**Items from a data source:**

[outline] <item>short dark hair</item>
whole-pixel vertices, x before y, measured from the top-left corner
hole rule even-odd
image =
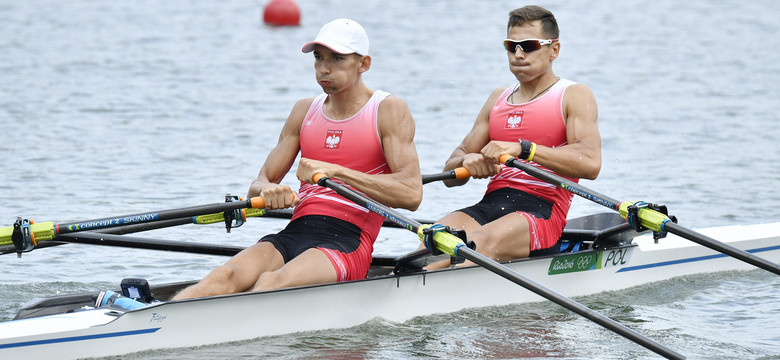
[[[525,24],[527,22],[541,20],[542,32],[544,36],[551,39],[557,39],[559,36],[558,21],[555,20],[550,10],[541,6],[528,5],[509,12],[509,22],[506,25],[507,32],[513,26]]]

**WHAT TO DO:**
Write the records above out again exactly, with no pictures in your copy.

**ANSWER TO THE PROBLEM:**
[outline] <item>short dark hair</item>
whole-pixel vertices, x before y, measured from the top-left corner
hole rule even-odd
image =
[[[525,24],[527,22],[541,20],[542,32],[544,36],[551,39],[557,39],[559,36],[558,21],[555,20],[550,10],[541,6],[528,5],[509,12],[509,22],[506,25],[507,32],[513,26]]]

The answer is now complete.